= Exercise goal =
Identify each line in the rows below that contains the string "flag", and copy those lines out in order.

* start *

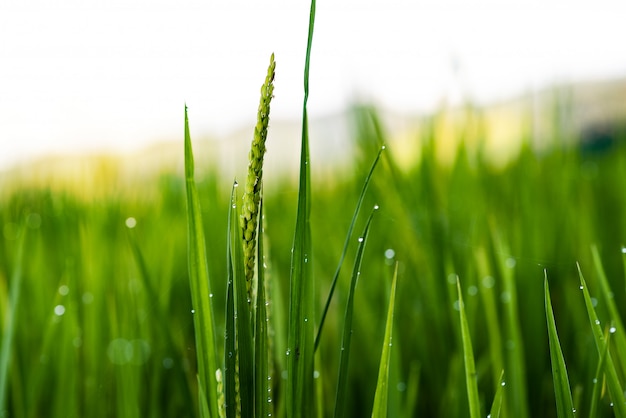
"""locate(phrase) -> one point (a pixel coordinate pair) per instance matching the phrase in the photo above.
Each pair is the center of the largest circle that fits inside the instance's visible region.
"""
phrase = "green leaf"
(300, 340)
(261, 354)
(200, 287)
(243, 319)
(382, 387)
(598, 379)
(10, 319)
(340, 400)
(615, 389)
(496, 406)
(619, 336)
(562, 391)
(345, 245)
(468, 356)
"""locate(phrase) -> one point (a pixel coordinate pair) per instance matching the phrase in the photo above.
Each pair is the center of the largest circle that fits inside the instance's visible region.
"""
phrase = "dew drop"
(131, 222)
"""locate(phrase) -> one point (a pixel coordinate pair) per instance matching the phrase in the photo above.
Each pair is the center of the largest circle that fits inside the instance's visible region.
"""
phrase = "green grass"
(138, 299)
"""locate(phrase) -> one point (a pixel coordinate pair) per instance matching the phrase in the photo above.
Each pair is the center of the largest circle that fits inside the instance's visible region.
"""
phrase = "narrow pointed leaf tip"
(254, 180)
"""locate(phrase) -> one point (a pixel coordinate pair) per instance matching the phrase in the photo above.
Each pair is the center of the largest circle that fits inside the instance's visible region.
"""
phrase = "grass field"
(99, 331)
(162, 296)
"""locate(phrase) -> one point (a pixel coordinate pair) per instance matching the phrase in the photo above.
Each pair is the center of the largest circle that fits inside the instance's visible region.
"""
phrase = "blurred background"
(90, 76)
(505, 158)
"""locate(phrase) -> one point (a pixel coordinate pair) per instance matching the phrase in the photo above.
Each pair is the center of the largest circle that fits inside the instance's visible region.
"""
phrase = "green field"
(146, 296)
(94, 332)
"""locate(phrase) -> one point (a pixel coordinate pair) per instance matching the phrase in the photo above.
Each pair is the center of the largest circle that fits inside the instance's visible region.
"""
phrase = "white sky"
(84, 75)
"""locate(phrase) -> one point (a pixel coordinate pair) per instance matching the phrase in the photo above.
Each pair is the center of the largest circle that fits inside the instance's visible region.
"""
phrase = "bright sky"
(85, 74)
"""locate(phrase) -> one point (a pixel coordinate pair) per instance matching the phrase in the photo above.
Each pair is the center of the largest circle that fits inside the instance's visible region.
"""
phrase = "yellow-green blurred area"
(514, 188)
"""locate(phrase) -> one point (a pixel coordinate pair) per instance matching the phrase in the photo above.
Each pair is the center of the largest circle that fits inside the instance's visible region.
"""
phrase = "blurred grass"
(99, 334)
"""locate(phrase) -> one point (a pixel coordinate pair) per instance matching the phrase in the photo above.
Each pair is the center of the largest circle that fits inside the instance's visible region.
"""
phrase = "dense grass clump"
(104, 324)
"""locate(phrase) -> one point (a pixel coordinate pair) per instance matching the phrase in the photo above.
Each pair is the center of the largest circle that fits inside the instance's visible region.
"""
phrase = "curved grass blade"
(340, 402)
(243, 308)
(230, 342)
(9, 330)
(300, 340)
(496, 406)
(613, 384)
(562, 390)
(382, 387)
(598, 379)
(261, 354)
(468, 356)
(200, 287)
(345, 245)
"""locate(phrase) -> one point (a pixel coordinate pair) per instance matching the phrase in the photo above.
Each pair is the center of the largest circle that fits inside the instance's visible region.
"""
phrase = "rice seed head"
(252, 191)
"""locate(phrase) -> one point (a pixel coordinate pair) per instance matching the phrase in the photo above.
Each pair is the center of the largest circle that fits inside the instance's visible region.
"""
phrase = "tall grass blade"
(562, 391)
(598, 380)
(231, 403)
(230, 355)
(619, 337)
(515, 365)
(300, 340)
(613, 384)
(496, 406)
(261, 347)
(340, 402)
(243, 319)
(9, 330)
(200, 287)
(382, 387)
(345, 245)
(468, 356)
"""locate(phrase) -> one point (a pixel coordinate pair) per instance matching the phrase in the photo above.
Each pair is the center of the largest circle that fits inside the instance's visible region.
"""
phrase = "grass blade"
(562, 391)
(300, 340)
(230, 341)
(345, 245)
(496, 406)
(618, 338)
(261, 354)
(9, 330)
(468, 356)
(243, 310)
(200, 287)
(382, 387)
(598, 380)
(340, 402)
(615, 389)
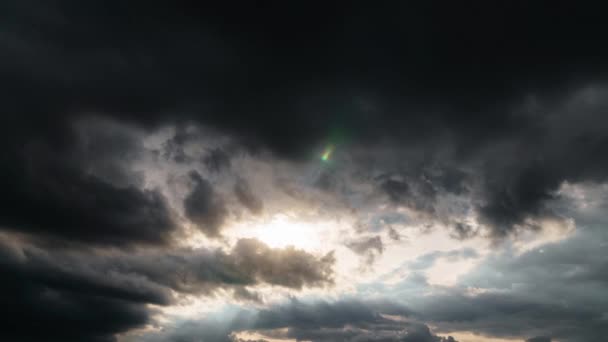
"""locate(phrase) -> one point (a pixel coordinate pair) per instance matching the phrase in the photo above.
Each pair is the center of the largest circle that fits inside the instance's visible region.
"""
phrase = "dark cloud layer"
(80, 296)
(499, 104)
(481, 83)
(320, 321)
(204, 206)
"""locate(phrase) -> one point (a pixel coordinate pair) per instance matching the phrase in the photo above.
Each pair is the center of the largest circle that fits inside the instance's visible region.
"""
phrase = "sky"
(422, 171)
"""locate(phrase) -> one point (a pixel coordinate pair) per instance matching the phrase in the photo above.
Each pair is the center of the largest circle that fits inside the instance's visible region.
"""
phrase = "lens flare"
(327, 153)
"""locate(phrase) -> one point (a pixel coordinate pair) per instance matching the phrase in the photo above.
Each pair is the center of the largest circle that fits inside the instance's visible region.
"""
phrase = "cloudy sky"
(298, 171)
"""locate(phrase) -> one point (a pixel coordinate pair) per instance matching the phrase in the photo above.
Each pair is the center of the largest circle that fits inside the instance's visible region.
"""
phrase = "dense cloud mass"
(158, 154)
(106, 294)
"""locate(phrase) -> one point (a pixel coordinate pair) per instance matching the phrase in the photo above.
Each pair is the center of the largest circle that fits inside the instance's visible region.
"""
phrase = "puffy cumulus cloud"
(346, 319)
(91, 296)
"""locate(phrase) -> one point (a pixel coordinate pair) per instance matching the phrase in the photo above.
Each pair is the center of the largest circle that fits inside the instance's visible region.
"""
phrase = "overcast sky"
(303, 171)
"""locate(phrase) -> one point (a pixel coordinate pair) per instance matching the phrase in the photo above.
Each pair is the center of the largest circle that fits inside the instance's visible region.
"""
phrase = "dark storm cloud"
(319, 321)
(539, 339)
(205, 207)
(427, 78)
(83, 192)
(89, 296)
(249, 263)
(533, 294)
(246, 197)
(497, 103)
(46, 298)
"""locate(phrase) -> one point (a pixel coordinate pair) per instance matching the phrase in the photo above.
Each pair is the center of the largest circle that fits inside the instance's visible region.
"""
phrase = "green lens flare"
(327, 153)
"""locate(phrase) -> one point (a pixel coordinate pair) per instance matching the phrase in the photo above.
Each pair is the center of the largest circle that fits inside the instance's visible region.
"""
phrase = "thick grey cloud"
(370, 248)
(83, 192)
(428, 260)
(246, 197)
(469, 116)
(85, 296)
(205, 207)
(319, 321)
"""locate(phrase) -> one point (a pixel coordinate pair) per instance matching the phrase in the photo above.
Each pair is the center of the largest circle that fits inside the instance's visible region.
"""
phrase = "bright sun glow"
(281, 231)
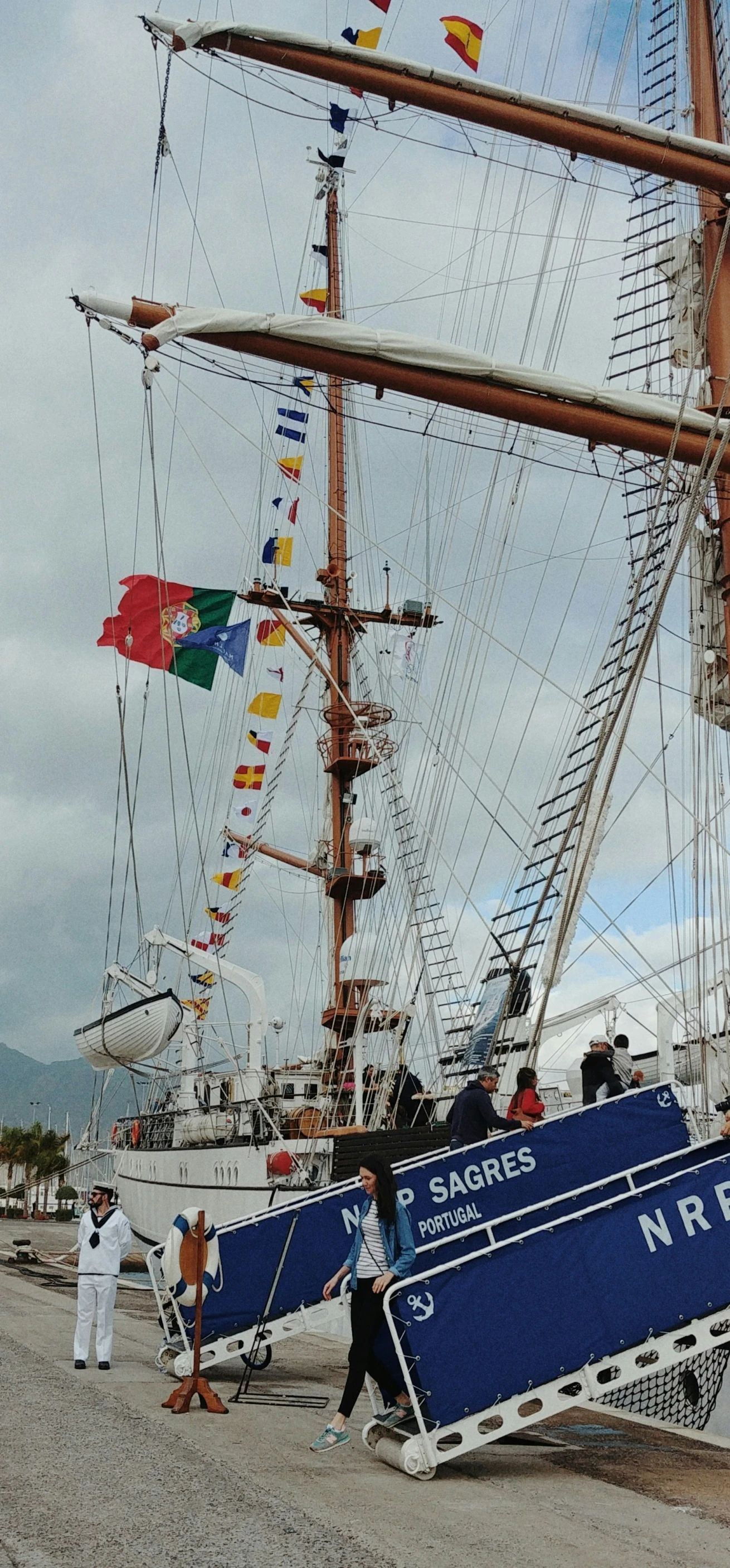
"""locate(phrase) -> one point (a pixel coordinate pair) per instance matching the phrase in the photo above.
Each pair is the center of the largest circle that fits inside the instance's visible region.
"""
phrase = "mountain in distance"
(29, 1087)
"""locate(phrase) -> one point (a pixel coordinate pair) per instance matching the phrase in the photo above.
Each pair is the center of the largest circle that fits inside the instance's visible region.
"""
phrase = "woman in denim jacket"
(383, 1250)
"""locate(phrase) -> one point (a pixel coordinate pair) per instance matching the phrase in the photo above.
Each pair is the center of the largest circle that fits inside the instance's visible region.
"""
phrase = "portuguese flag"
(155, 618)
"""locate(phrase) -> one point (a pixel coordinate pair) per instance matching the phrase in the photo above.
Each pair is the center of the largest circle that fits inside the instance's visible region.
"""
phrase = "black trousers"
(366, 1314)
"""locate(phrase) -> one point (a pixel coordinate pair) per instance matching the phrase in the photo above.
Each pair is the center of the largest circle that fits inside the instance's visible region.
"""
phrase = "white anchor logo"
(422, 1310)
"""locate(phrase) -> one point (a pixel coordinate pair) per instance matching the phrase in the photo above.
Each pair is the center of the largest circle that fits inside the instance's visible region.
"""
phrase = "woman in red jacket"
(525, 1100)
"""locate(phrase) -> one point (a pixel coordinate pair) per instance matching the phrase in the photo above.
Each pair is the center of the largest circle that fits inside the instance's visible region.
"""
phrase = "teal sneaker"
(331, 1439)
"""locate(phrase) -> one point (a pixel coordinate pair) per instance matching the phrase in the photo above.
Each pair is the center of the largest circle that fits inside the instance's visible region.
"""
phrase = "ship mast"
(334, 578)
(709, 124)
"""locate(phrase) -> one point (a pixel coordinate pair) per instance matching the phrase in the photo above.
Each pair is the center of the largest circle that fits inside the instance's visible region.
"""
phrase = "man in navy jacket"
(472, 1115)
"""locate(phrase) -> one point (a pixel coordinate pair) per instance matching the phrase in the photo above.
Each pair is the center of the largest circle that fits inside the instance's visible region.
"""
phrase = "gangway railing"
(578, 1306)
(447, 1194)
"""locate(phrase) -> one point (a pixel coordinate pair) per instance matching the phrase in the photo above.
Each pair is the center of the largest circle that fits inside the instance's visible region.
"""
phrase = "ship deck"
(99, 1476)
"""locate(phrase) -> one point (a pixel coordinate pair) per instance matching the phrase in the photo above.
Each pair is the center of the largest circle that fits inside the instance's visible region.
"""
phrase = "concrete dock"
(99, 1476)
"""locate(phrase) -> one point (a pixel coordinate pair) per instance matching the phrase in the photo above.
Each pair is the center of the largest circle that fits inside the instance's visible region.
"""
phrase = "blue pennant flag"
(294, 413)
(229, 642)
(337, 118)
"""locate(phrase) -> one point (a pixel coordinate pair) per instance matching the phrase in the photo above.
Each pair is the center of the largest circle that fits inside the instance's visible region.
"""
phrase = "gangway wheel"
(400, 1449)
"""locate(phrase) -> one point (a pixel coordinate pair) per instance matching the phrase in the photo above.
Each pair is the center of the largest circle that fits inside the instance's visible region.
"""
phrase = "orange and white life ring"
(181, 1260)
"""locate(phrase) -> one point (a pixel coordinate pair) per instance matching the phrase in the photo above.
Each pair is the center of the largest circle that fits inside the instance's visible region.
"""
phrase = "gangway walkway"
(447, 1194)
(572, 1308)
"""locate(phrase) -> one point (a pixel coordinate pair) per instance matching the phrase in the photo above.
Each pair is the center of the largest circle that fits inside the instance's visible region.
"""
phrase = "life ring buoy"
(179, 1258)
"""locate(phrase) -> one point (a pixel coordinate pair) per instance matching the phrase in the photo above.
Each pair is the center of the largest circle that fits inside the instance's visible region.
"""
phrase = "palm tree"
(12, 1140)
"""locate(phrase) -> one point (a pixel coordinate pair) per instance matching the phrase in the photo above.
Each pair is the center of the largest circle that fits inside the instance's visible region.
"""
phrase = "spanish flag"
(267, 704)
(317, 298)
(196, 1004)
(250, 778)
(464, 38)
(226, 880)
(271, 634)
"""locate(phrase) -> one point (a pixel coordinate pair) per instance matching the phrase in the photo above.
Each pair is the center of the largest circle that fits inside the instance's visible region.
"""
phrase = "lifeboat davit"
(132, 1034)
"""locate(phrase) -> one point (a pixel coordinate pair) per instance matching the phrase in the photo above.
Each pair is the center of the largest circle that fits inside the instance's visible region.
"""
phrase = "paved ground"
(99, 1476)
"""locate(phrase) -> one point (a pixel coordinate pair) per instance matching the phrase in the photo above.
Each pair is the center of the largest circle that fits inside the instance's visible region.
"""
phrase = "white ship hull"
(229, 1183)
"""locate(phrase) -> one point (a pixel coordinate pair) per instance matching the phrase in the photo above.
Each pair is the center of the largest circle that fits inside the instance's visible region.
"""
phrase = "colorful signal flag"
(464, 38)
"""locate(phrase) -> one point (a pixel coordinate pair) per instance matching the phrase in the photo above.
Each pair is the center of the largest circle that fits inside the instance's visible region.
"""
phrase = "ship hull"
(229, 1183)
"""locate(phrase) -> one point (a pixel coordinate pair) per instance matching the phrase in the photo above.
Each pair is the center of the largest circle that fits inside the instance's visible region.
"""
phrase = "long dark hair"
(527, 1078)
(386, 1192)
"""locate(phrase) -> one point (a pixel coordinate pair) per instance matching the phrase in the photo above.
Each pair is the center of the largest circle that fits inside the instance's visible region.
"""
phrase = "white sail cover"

* end *

= Solution for this exercise =
phrase = "portuguese flag"
phrase = "blue pennant flag"
phrase = "spanish flag"
phrase = "colorful signal flag"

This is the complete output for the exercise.